Items listed in a dataset:
▼▼▼

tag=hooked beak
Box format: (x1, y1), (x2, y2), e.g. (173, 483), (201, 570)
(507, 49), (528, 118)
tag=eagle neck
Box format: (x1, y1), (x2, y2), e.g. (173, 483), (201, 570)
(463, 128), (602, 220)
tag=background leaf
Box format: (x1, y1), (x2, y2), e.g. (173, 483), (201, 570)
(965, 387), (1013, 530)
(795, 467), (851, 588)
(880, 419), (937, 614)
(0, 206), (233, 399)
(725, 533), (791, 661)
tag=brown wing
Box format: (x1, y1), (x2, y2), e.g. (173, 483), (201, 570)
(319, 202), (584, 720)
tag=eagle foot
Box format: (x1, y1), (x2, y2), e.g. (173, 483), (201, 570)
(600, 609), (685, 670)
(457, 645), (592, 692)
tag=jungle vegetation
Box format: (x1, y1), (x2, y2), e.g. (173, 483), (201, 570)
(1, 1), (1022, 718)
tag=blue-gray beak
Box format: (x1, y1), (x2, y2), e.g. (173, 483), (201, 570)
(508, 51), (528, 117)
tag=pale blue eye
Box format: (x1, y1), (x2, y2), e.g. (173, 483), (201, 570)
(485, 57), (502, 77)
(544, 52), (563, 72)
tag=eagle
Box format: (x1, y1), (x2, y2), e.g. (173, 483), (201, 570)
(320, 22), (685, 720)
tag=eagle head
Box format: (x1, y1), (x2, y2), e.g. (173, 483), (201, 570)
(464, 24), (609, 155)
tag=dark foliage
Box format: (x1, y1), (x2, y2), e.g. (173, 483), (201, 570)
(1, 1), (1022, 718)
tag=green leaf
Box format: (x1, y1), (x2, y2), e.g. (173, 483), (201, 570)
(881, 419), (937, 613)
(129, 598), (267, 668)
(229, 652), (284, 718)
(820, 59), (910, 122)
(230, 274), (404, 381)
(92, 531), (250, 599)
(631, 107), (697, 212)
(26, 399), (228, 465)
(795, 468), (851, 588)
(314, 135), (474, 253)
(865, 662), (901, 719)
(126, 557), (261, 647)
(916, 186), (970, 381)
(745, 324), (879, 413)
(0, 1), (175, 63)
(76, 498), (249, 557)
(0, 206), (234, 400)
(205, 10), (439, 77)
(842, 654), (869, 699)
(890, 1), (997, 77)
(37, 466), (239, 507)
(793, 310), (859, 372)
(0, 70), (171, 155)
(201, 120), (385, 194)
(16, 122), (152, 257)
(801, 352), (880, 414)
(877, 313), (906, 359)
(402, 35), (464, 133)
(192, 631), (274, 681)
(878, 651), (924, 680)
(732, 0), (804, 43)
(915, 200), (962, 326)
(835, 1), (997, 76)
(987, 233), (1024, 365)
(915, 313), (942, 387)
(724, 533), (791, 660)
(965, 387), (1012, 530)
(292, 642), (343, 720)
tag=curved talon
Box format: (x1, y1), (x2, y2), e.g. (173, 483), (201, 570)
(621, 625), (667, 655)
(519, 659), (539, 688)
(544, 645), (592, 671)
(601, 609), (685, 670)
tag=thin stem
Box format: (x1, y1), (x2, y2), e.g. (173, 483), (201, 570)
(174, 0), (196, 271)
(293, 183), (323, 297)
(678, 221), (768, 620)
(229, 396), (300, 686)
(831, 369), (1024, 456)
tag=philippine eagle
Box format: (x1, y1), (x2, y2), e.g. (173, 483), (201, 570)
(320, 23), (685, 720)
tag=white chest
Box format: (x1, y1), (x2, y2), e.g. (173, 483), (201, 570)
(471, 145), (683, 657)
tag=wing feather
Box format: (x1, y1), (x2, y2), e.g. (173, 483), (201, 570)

▲▲▲

Exercise
Only the lines from the one containing "tag=curved talon" to the end of the data should be printed, exactly as they stand.

Solution
tag=curved talon
Box format: (x1, y1), (x2, y2), e.g. (173, 483), (201, 570)
(621, 625), (667, 655)
(519, 659), (539, 688)
(544, 645), (592, 671)
(601, 609), (685, 670)
tag=thin stem
Box format: (x1, y1), (x2, y2), e.g. (173, 483), (201, 570)
(174, 0), (196, 271)
(293, 183), (323, 297)
(678, 221), (768, 620)
(229, 396), (300, 686)
(831, 369), (1024, 456)
tag=philippine eagle
Box format: (x1, y1), (x2, y2), e.g. (173, 483), (201, 570)
(320, 23), (685, 720)
tag=white chest
Box format: (x1, y1), (x2, y2), e.g. (173, 483), (201, 570)
(471, 145), (683, 657)
tag=wing feather
Box format: (x1, y1), (x2, y2), e.g. (173, 483), (201, 570)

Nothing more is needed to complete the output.